(Rows of box annotation data)

--------------------------------------------------

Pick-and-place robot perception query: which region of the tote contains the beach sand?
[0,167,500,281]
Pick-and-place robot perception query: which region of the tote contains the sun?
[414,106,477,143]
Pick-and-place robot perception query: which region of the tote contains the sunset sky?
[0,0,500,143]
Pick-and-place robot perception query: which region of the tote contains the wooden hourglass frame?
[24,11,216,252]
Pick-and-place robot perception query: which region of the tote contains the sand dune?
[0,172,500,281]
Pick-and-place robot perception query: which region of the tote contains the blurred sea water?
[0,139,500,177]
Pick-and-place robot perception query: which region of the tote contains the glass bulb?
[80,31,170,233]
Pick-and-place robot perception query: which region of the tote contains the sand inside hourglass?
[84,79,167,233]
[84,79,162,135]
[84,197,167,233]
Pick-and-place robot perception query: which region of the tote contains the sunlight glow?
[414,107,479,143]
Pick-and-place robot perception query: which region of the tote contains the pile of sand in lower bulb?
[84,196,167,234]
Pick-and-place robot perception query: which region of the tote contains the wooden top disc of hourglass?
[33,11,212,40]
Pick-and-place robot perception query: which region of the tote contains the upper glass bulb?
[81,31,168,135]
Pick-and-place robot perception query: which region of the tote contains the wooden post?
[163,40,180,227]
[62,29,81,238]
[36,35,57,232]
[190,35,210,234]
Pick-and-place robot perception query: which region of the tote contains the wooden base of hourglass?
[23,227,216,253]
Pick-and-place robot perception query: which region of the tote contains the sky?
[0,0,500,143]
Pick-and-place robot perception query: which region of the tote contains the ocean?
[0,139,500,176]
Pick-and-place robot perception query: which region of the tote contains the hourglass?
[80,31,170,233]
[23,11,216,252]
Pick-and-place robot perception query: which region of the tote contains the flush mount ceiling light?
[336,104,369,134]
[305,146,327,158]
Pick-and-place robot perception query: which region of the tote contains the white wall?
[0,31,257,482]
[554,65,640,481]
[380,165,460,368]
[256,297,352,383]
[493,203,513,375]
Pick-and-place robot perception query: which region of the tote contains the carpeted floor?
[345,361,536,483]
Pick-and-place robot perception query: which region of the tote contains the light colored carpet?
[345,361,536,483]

--------------------------------------------------

Exercise objective — Give every line from the one containing "the sand dune?" through the last of the rows as a JSON list of strings, one string per line, omitting any blank lines.

Answer for the task —
[
  "Pick-and-place robot perception query: which region of the tote contains the sand dune?",
  "[0,172,500,281]",
  "Pick-and-place robot perception query: which region of the tote contains the blurred sea water?",
  "[0,139,500,177]",
  "Pick-and-place robot perception query: which region of the tote contains the glass bulb?",
  "[80,31,170,233]",
  "Pick-and-place robot perception query: which region of the tote contains the sand inside hourglass?",
  "[84,79,167,233]",
  "[84,79,162,135]",
  "[84,197,167,233]",
  "Pick-and-place robot perception query: which region of the tote contains the sunlight glow?",
  "[414,107,479,143]",
  "Pick-and-place robot perception query: which region of the tote contains the pile of sand in lower bulb?",
  "[84,196,167,234]",
  "Pick-and-place robot perception query: which region of the tote contains the wooden top disc of hourglass?",
  "[33,11,212,40]",
  "Pick-and-place robot perception query: which region of the tote contains the upper glass bulb?",
  "[81,31,168,135]",
  "Pick-and-place robot perception query: which region of the tote contains the wooden post?",
  "[163,40,180,227]",
  "[62,29,81,238]",
  "[36,35,57,232]",
  "[190,35,210,234]",
  "Pick-and-place robot perception query: which region of the tote contains the wooden base of hourglass?",
  "[23,227,216,253]",
  "Pick-and-place robot perception query: which region of the tote contains the sky?",
  "[0,0,500,143]",
  "Pick-and-place robot perception query: which region of the tote contains the ocean?",
  "[0,139,500,176]",
  "Pick-and-place robot perception query: which region of the tote contains the hourglass?",
  "[80,31,170,233]",
  "[23,11,216,252]",
  "Pick-and-place robot perception query: which region of the tote contains the flush mount ceiling light?",
  "[336,104,369,134]",
  "[305,146,327,158]",
  "Pick-and-place robot perception query: which region of the tote contains the white wall?",
  "[0,31,257,482]",
  "[554,65,640,481]",
  "[380,165,460,368]",
  "[256,297,352,383]",
  "[493,203,513,375]",
  "Pick-and-place robot perception query: which region of the tote contains the carpeted floor?",
  "[345,361,536,483]",
  "Pick-and-place robot perception query: which region of the tote contains the light colored carpet?",
  "[345,361,536,483]"
]